→ **Dataset excerpts**
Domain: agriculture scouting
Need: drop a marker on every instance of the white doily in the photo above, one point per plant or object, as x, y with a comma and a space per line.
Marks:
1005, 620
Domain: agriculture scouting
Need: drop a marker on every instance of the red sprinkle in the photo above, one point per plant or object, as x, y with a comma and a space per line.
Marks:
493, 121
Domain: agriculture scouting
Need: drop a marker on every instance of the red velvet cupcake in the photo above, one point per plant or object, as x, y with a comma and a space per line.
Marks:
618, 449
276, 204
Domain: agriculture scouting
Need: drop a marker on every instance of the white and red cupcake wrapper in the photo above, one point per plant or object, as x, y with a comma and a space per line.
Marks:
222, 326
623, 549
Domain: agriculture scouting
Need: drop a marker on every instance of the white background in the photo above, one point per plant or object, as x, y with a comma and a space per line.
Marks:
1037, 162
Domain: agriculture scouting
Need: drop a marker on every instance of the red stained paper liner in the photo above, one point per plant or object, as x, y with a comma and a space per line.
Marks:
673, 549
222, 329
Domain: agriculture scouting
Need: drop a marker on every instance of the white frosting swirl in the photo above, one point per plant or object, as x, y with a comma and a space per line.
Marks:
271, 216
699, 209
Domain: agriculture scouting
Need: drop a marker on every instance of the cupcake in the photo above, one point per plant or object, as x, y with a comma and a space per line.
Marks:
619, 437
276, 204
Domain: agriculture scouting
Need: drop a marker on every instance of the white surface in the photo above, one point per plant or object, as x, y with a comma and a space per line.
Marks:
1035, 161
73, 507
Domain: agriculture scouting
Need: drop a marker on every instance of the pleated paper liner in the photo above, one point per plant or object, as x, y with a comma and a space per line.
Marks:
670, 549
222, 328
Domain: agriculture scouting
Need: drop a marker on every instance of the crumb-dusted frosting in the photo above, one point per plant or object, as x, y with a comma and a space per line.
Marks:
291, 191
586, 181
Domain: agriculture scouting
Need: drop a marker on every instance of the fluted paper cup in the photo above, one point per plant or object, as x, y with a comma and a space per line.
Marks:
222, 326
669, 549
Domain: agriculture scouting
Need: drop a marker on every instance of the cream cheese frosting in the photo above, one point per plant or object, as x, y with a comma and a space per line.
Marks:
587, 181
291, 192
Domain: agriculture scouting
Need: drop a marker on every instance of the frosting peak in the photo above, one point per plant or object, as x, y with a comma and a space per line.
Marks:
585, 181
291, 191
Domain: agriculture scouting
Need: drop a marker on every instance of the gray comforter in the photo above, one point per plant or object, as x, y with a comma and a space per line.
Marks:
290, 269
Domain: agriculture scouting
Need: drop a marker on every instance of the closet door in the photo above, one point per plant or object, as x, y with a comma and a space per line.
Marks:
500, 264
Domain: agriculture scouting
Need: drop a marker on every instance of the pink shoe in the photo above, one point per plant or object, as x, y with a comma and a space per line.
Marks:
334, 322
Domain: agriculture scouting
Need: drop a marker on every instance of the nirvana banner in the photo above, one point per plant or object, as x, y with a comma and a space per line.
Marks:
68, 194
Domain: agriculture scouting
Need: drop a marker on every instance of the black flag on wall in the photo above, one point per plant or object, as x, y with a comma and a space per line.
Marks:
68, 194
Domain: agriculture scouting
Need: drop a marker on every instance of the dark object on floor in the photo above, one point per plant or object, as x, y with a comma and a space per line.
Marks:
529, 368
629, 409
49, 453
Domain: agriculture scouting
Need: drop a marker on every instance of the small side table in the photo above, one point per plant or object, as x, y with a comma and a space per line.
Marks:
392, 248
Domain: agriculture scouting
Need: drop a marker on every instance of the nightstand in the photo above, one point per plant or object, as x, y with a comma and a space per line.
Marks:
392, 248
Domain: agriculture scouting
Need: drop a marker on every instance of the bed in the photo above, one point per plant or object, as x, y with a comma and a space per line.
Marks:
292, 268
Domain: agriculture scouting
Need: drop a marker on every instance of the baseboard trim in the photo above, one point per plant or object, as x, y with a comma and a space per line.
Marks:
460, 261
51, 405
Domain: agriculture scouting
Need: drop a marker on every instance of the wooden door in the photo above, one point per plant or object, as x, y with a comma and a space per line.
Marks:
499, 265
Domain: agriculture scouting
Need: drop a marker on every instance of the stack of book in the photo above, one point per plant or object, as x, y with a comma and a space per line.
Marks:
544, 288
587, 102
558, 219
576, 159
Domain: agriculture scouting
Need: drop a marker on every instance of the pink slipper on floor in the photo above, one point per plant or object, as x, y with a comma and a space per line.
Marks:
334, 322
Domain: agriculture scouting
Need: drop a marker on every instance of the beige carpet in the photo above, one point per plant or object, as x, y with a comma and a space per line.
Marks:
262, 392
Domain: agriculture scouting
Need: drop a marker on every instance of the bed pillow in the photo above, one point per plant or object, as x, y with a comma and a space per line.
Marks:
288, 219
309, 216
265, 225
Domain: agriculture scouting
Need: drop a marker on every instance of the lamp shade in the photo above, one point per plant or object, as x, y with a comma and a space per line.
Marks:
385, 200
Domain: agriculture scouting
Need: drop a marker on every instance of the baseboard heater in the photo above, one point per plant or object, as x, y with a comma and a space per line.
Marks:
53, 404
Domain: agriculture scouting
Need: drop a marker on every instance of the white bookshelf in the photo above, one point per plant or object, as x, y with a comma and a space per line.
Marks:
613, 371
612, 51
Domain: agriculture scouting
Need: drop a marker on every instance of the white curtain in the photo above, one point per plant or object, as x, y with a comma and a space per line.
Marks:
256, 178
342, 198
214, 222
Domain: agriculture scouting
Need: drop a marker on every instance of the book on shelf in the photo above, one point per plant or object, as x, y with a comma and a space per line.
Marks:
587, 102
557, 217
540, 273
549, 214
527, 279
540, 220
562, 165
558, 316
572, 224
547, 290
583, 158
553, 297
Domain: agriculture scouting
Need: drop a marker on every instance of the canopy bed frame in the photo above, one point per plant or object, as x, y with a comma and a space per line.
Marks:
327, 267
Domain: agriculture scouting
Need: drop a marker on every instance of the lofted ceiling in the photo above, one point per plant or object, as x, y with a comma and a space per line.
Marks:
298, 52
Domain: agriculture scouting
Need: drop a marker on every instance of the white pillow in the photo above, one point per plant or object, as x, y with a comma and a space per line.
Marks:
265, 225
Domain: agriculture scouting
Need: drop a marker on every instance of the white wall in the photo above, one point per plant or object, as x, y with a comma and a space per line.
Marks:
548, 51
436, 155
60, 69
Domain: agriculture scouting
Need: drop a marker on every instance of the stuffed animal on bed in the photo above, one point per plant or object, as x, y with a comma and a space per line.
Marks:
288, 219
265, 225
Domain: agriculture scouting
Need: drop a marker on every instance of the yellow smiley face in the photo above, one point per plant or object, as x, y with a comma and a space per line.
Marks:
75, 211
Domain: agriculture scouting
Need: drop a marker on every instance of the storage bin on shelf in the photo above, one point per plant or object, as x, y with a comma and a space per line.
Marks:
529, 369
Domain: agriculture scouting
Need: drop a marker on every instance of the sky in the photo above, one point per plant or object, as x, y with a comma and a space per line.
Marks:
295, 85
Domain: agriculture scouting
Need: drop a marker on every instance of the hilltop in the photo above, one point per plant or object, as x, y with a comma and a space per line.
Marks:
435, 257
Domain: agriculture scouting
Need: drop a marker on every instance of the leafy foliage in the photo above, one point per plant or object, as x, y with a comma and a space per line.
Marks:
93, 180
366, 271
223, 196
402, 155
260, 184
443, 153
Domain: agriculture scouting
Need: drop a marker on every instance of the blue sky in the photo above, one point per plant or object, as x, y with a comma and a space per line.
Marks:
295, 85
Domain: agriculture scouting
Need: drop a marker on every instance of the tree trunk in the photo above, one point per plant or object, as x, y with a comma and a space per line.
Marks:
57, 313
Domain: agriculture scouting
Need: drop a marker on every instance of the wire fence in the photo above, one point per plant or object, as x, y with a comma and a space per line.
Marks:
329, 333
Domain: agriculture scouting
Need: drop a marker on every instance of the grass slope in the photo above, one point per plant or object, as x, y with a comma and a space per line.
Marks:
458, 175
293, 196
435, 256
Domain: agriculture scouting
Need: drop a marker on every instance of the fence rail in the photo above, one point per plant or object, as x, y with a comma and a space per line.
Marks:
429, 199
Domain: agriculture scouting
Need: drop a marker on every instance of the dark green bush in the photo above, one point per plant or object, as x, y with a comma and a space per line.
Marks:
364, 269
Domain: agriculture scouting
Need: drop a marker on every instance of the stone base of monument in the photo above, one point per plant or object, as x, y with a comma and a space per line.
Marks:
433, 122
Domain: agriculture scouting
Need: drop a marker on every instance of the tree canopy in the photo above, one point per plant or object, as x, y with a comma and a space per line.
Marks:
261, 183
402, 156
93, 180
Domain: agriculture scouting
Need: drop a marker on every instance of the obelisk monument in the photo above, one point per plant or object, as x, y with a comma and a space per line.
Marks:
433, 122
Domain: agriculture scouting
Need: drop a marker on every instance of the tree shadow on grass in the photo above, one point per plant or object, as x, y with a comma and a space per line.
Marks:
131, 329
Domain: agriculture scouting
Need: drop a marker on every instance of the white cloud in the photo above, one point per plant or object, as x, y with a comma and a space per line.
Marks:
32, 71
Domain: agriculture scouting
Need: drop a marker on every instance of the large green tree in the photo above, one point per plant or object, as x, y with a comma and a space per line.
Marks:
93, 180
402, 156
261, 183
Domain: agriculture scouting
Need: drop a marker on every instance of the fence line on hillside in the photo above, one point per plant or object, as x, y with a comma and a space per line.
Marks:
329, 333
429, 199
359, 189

→ **Your objective**
State how many lines of the records above contain the string "liner", counting only exact case matches. Reply with the number alone.

→ **Completed task**
2